Goal - Reproduce every item below word for word, in the same order.

Entries provided -
╭──
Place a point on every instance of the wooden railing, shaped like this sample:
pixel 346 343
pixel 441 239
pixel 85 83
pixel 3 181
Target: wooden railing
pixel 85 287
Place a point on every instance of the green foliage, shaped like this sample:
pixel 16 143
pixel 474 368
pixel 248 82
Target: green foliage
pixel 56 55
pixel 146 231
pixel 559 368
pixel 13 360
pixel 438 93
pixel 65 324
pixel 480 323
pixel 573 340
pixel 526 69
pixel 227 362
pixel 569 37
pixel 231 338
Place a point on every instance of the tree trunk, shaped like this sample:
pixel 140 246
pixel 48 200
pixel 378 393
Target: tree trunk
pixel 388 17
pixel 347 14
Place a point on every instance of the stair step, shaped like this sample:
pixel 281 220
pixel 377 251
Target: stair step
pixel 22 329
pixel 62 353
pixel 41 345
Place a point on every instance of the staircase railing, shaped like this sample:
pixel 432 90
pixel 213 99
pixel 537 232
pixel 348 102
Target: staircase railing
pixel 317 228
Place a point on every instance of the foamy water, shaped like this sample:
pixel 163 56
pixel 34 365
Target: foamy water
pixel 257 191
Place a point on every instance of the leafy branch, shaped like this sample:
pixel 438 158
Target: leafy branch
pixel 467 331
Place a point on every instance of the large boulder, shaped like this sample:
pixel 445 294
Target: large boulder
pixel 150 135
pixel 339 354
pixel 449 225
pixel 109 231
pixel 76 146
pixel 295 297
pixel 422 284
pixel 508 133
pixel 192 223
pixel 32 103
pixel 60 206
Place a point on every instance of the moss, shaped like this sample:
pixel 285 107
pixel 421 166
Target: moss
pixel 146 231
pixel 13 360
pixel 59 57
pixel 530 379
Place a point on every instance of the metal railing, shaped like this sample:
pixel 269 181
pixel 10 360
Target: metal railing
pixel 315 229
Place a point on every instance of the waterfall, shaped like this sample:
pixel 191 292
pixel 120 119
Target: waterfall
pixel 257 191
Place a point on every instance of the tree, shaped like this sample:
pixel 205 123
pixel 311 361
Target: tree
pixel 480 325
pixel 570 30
╰──
Exercise solution -
Place a point on every instance of the wooden railing, shaped like this sample:
pixel 346 343
pixel 441 239
pixel 85 83
pixel 3 181
Target: wooden railing
pixel 85 287
Place a point on every instance of the green foliage, shaped like this sample:
pixel 16 143
pixel 474 368
pixel 248 82
Target: green foliage
pixel 56 55
pixel 146 231
pixel 559 368
pixel 13 360
pixel 438 93
pixel 65 324
pixel 480 323
pixel 573 340
pixel 526 69
pixel 227 362
pixel 569 37
pixel 231 338
Place a point on every instance of the tree trunk, shaped like this sample:
pixel 140 246
pixel 48 200
pixel 378 393
Target: tree trunk
pixel 388 17
pixel 347 14
Place a point on every instance of the stair step, shaped like this sample:
pixel 281 220
pixel 377 251
Target: stair step
pixel 22 329
pixel 62 353
pixel 41 345
Place a point on every instance of the staircase railing, shaped like this sample:
pixel 432 90
pixel 213 99
pixel 537 232
pixel 348 102
Target: staircase railing
pixel 317 228
Place a point on every instance of the foamy water, shaped like this sample:
pixel 163 56
pixel 34 365
Target: foamy water
pixel 257 191
Place a point on every instance of the leafy branch, shaped like this sample:
pixel 438 158
Target: leafy branch
pixel 467 331
Place a point on every instance of the large boulder, shaped like this sample:
pixel 445 294
Target: large boulder
pixel 150 135
pixel 339 354
pixel 449 225
pixel 109 231
pixel 76 146
pixel 295 297
pixel 422 284
pixel 508 133
pixel 192 223
pixel 32 103
pixel 60 206
Place a point on every instance of the moss, shaped like this sample:
pixel 285 107
pixel 421 166
Target: moss
pixel 146 231
pixel 13 360
pixel 59 57
pixel 530 379
Place a point on every instance of the metal railing, shaped like this sample:
pixel 269 181
pixel 10 360
Target: metal railing
pixel 315 229
Place a point on every instance of the waterfall, shaped like this sample:
pixel 191 292
pixel 120 119
Target: waterfall
pixel 257 191
Place a point on every instance of the tree, shaped like this sample:
pixel 205 123
pixel 311 361
Target: tree
pixel 480 325
pixel 570 30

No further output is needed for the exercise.